▶ Instructions for the task: Every record below must be copied exactly, with images dropped.

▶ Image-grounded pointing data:
━━━━━━━━

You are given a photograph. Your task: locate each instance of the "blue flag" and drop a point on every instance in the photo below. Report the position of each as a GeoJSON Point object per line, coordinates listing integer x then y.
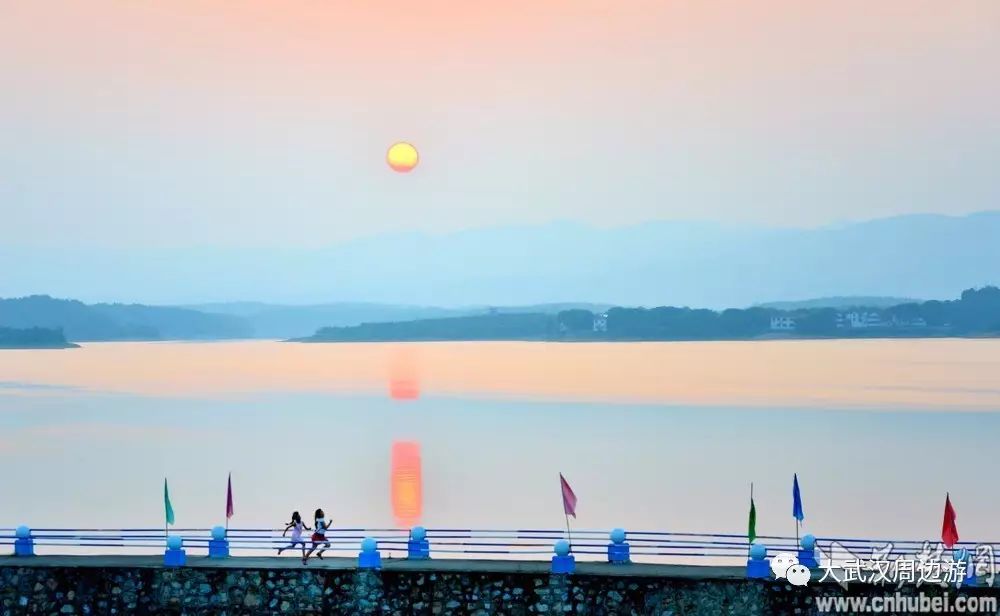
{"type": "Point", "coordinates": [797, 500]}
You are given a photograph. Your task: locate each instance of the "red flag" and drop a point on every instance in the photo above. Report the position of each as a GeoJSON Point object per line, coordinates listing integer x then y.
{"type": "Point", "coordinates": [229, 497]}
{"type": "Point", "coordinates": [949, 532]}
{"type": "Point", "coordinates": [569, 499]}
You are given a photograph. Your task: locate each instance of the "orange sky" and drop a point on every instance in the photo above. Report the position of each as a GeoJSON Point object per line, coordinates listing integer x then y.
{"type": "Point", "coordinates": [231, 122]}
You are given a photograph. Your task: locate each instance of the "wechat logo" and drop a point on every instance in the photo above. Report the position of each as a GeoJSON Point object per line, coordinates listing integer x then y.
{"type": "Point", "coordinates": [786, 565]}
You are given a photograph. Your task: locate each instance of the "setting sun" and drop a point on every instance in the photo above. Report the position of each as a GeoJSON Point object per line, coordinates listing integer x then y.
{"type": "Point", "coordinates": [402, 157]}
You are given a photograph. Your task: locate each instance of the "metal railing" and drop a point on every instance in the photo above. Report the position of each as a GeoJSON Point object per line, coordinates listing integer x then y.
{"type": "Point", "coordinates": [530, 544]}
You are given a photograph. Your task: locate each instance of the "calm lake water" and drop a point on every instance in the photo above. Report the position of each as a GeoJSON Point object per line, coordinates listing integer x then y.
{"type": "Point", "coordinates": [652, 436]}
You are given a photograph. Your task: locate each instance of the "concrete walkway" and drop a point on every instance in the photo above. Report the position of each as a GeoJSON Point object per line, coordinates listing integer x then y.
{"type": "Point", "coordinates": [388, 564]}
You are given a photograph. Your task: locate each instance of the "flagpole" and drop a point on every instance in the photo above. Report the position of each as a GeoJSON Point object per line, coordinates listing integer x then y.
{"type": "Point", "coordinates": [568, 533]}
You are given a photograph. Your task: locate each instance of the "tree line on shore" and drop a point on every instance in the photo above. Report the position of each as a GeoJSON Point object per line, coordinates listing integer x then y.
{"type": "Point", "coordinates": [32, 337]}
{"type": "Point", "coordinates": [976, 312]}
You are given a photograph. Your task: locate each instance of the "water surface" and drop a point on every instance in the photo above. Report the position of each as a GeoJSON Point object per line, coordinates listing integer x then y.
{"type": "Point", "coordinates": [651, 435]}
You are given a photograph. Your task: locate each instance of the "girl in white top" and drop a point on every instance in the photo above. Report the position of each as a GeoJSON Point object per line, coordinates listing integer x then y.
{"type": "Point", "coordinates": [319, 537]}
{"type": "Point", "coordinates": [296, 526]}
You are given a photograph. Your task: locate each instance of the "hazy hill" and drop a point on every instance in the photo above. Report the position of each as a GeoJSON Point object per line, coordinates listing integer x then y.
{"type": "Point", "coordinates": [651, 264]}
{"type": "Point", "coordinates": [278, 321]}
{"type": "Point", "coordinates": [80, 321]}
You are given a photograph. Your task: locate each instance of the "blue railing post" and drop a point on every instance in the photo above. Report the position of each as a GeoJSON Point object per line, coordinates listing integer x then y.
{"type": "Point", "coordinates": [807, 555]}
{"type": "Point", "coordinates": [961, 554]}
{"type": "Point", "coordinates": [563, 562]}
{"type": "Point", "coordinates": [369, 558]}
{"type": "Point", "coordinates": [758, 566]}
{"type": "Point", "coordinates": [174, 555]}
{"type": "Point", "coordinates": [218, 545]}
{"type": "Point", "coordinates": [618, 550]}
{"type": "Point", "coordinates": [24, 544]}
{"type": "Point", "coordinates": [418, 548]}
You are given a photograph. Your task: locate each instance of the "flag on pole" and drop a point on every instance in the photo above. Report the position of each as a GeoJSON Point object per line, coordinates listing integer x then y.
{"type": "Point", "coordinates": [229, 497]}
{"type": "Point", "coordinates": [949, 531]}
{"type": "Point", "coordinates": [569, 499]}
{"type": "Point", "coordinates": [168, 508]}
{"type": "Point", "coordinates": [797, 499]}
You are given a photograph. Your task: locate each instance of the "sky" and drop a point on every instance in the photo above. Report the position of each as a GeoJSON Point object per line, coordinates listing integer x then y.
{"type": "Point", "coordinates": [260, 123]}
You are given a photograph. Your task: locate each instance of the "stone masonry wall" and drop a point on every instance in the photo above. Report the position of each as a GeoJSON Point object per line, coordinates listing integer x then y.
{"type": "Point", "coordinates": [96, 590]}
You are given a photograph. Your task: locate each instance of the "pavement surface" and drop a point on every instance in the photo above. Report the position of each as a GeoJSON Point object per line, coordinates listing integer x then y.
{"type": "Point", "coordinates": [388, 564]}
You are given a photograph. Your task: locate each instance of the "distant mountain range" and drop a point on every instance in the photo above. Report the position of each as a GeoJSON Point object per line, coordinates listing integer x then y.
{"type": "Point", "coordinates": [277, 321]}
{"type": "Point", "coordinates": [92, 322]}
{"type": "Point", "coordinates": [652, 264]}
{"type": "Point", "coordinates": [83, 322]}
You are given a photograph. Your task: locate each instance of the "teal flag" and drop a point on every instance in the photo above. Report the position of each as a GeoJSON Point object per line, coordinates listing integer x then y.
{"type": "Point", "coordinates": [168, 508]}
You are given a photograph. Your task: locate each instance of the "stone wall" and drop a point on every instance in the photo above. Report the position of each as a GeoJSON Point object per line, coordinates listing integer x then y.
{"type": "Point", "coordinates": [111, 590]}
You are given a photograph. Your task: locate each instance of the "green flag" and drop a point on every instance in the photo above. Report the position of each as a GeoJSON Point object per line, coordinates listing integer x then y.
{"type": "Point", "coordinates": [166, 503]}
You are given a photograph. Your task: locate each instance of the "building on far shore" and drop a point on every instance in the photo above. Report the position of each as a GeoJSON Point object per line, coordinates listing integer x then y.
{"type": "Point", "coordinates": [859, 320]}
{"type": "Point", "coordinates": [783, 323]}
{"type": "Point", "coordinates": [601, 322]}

━━━━━━━━

▶ Response to the task:
You are given a photograph. Your task: locate each instance of the "blue flag" and drop a point on every instance in the photo below. Report the position of each as a GeoJSON Point object per line, coordinates listing integer x then y.
{"type": "Point", "coordinates": [797, 500]}
You are given a photograph. Your task: locate each instance of the "red flag" and drop a point on every instance in the photo above. Report the position of each as a GeoJSON Point object per line, coordinates listing integer x then y.
{"type": "Point", "coordinates": [229, 497]}
{"type": "Point", "coordinates": [949, 532]}
{"type": "Point", "coordinates": [569, 499]}
You are given a photograph. Your task: locate each instance of the "orange sky" and drop a point on every instance in the photo above. Report the position of each as a GeoJSON Point object per line, coordinates listing integer x then y.
{"type": "Point", "coordinates": [231, 122]}
You are given a photograph. Your task: locate each instance of the "wechat logo" and drop a point on every instance in the photo above. Report the position of each as a GeoJSON Point object per line, coordinates listing integer x then y.
{"type": "Point", "coordinates": [786, 565]}
You are given a photograph. Your task: locate each instance of the "setting sun" and drop a point on every instance in the photo above. Report the position of each as a GeoJSON Point object per line, coordinates listing integer x then y.
{"type": "Point", "coordinates": [402, 157]}
You are given a photograph. Your task: locate each instance of the "metal railing" and drop a point on every instance in the photo above. Report the position of each as a GeoJSON Point object per line, coordinates listing integer x then y.
{"type": "Point", "coordinates": [530, 544]}
You are given a photograph. Your task: locate each instance of the "calm lake water" and drop a point on every instance in the photo above. Report the position of each as a GeoJSON Point object per line, coordinates listing integer x then y.
{"type": "Point", "coordinates": [652, 436]}
You are given a photograph. Your task: locate each instance of the "concrete walkway" and drop a point on every instance in the photo above. Report the position of each as a GeoJSON Point object per line, coordinates listing integer x then y.
{"type": "Point", "coordinates": [388, 564]}
You are given a photograph. Your task: locate each instance of the "flagpole" and drop a point on every instance in the photo above. Report the position of each as a GeoJSON Point object per line, coordinates listing integer x then y.
{"type": "Point", "coordinates": [568, 533]}
You are given a photograph. Your task: locate each instance of the "tree line on shore" and drop a point on every instance in the photo above. Report the position of each as a GeoJSON Point object per line, coordinates listing integer x then y.
{"type": "Point", "coordinates": [32, 337]}
{"type": "Point", "coordinates": [976, 312]}
You are given a photograph. Your task: locate each instance of the "water surface" and drop a point on every instance in the photo above. Report the position of each as a GeoJSON Point object per line, coordinates listing integer x then y.
{"type": "Point", "coordinates": [651, 435]}
You are given a photograph. Your task: locate each instance of the "girl in white top" and drop a point on every instance in the photo above. Report the position of each as a GeoJSON Point object per line, coordinates listing integer x then y.
{"type": "Point", "coordinates": [319, 537]}
{"type": "Point", "coordinates": [296, 526]}
You are given a photograph. Your task: locate each instance of the "hazy hill" and drop a point on every instance in the photo above. Report the position of each as a GeoJSON Point object per line, coordinates listing integer x then y.
{"type": "Point", "coordinates": [651, 264]}
{"type": "Point", "coordinates": [278, 321]}
{"type": "Point", "coordinates": [80, 321]}
You are given a photograph. Your task: locate each instance of the "blue railing post" and drop a point on every instance in the photo above. Report the position of each as a GeoJSON Point object per line, coordinates listing integer x then y.
{"type": "Point", "coordinates": [807, 555]}
{"type": "Point", "coordinates": [961, 554]}
{"type": "Point", "coordinates": [563, 562]}
{"type": "Point", "coordinates": [369, 558]}
{"type": "Point", "coordinates": [758, 566]}
{"type": "Point", "coordinates": [174, 555]}
{"type": "Point", "coordinates": [218, 545]}
{"type": "Point", "coordinates": [618, 550]}
{"type": "Point", "coordinates": [24, 544]}
{"type": "Point", "coordinates": [418, 548]}
You are given a photograph. Your task: locate each instance of the "flag on pole" and drop a point on every instance in the photo above. Report the position of each as a GeoJSON Point object per line, coordinates listing integer x then y.
{"type": "Point", "coordinates": [229, 497]}
{"type": "Point", "coordinates": [949, 531]}
{"type": "Point", "coordinates": [569, 499]}
{"type": "Point", "coordinates": [168, 508]}
{"type": "Point", "coordinates": [797, 499]}
You are given a photograph. Your task: locate each instance of the "sky" and drop a point on every instance in the photo above. Report the position of each as a GeoJSON Point object per line, coordinates listing integer x then y.
{"type": "Point", "coordinates": [260, 123]}
You are given a photograph. Your task: locate each instance of the "stone masonry wall" and drop a point on every instance in the photo above. Report the position of each as a GeoJSON Point object per line, coordinates listing integer x then y.
{"type": "Point", "coordinates": [96, 590]}
You are given a photograph. Your task: locate each instance of the "pavement surface" and drop a point on every instance in the photo above. Report the position of each as a GeoJSON Point object per line, coordinates listing integer x then y.
{"type": "Point", "coordinates": [388, 564]}
You are given a photograph. Your task: locate each instance of the "distant mountain range" and drop a point on every instance in the photo above. Report the position of each as a GeoJSON Point object per line, coordinates listing integer x then y.
{"type": "Point", "coordinates": [277, 321]}
{"type": "Point", "coordinates": [92, 322]}
{"type": "Point", "coordinates": [652, 264]}
{"type": "Point", "coordinates": [83, 322]}
You are given a photograph. Your task: locate each instance of the "teal flag" and drop a point on every instance in the photo above. Report the position of each as a GeoJSON Point object per line, coordinates listing integer x then y.
{"type": "Point", "coordinates": [168, 508]}
You are given a photograph. Your task: locate each instance of the "stone wall" and drop a point on every instance in the photo above. Report the position of each as a GeoJSON Point object per line, coordinates listing integer x then y.
{"type": "Point", "coordinates": [111, 590]}
You are given a photograph. Your task: locate each instance of the "green flag" and drop a point on every instance in the photo above. Report the position of each as a GeoJSON Point object per line, coordinates listing integer x then y.
{"type": "Point", "coordinates": [166, 503]}
You are given a photograph. Your task: locate each instance of the "building on far shore" and drop a point on every instance in the photo above. Report the position of each as a GeoJSON Point object per line, coordinates listing integer x then y.
{"type": "Point", "coordinates": [859, 320]}
{"type": "Point", "coordinates": [783, 323]}
{"type": "Point", "coordinates": [601, 322]}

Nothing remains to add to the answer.